╭─ Provided records
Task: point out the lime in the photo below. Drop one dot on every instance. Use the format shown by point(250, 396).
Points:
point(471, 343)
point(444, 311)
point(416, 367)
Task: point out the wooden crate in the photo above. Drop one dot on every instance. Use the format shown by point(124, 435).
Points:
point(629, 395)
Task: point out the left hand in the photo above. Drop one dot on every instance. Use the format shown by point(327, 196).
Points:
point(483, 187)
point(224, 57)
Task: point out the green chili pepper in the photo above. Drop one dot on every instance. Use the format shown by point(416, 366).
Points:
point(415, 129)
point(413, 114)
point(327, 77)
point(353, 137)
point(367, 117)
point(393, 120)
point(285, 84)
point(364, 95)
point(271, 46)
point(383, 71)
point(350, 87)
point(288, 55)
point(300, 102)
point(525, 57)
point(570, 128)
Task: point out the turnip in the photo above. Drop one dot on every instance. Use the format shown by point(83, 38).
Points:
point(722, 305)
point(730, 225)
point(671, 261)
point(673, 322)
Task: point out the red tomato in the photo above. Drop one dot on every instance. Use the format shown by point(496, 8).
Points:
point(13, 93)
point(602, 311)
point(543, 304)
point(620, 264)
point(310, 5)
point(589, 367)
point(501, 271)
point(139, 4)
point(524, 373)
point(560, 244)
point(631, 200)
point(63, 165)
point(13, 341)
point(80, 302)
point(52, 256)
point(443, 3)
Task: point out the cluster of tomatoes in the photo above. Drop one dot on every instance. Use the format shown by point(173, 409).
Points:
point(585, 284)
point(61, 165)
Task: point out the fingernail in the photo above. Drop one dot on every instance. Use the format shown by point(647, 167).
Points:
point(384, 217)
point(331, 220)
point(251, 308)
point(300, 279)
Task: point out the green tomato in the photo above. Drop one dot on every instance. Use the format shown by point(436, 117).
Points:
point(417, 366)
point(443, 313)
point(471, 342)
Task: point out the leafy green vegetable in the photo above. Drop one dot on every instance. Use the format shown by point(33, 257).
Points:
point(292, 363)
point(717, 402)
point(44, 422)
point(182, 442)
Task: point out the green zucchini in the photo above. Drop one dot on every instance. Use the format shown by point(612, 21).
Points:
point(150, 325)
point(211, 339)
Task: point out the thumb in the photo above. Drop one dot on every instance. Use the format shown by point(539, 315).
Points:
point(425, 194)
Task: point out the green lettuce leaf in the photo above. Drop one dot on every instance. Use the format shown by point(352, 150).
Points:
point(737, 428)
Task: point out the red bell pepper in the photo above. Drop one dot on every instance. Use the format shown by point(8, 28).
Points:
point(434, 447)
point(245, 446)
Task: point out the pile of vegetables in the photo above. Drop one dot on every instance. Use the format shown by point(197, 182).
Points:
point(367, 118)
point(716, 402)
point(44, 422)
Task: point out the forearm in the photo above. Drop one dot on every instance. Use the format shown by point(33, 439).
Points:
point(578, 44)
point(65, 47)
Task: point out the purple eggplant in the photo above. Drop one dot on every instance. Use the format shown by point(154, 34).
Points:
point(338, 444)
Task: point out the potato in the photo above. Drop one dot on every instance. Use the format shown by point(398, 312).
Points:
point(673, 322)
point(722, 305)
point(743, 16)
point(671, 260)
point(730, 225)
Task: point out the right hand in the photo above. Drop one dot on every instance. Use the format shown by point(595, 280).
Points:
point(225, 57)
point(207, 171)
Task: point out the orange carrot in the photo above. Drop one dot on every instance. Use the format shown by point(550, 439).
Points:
╰─
Write every entry out again. Leave each one exactly as it is.

Task: point out the lime in the photo below. Drop one dot on every instance. Use the format shown by point(250, 396).
Points:
point(471, 343)
point(444, 311)
point(416, 367)
Task: point out the wooden crate in the photo above. Drop one dot on every instance. Use the format shown by point(124, 435).
Points:
point(629, 395)
Task: point out the left hand in the photo above. Drop one dot on every instance. Use the format shown by point(327, 196).
Points:
point(483, 187)
point(224, 57)
Task: point out the green chili pepper in the photo above. Drop one dot on every instance. Use the format shown by point(416, 366).
Points:
point(415, 129)
point(413, 114)
point(327, 77)
point(353, 137)
point(367, 117)
point(393, 120)
point(285, 84)
point(364, 95)
point(271, 46)
point(383, 71)
point(350, 87)
point(288, 55)
point(300, 102)
point(525, 57)
point(570, 128)
Task: point out the turnip in the photo above. Drop one dot on every instance. Use the format shown by point(83, 38).
Points:
point(722, 305)
point(730, 225)
point(671, 261)
point(673, 322)
Task: point out the red tomato in the photo above. Drop one dot on every instance. Use the format shown by point(496, 8).
Points:
point(13, 93)
point(602, 311)
point(543, 304)
point(620, 264)
point(310, 5)
point(589, 367)
point(501, 271)
point(139, 4)
point(524, 373)
point(560, 244)
point(631, 200)
point(63, 165)
point(13, 341)
point(80, 302)
point(52, 256)
point(443, 3)
Task: point out the cluster of tomatoes in the photo above. Drop one dot on every instance. Use the format shown by point(173, 409).
Points:
point(585, 284)
point(61, 165)
Task: point out the fingernail in the photo above. Drop one dot on every instance. Use the format shown by point(647, 167).
Points:
point(384, 217)
point(331, 220)
point(251, 308)
point(300, 279)
Task: point out the green tomato in the photo above. Drop one dot on every instance. Use the format shown by point(436, 117).
Points:
point(417, 366)
point(443, 313)
point(471, 342)
Task: point out the leafy green vegetable in the photo above. Drop one dot on every instance. Use the format shown by point(33, 257).
Points:
point(292, 363)
point(717, 402)
point(44, 422)
point(182, 442)
Task: point out the green zucchini in the photo above. Drop one dot on every instance. Use the format shown by point(612, 21).
Points:
point(150, 325)
point(211, 339)
Task: point out the thumb in the photo above. Drop one dot on every instance. Use the format shown by point(539, 315).
Points:
point(425, 194)
Task: point out the green lettuce leaf in the photo above. Drop one dot on every instance. Use the format shown by point(352, 150).
Points:
point(737, 428)
Task: point out the red bell pepper in the photo above. Drop one dot on every instance. Use the format shown by point(8, 28).
Points:
point(434, 447)
point(245, 446)
Task: point out the pile of vegetables in the photo above. Drop one dot on every instance. Use the format shown by point(197, 182).
Points:
point(367, 118)
point(716, 402)
point(44, 422)
Task: point out the forearm in the photo above. Drop one dot on every instance. Use the format shown by point(33, 439).
Points:
point(578, 44)
point(65, 47)
Task: point out the purple eggplant in the photo above. Drop one dot on every instance. Use the format shown by point(154, 34).
Points:
point(338, 444)
Task: point out the potato in the photo above. Drop one dot on every instance. Use the format shown by point(398, 312).
Points:
point(673, 322)
point(722, 305)
point(743, 16)
point(671, 260)
point(730, 225)
Task: point out the right hand in the photo above. Drop one dot on every instance. Use the format shown by point(595, 280).
Points:
point(225, 57)
point(207, 171)
Task: point out the orange carrot in the photo above. Drop one dot on every instance. Use the format shown by point(550, 439).
Points:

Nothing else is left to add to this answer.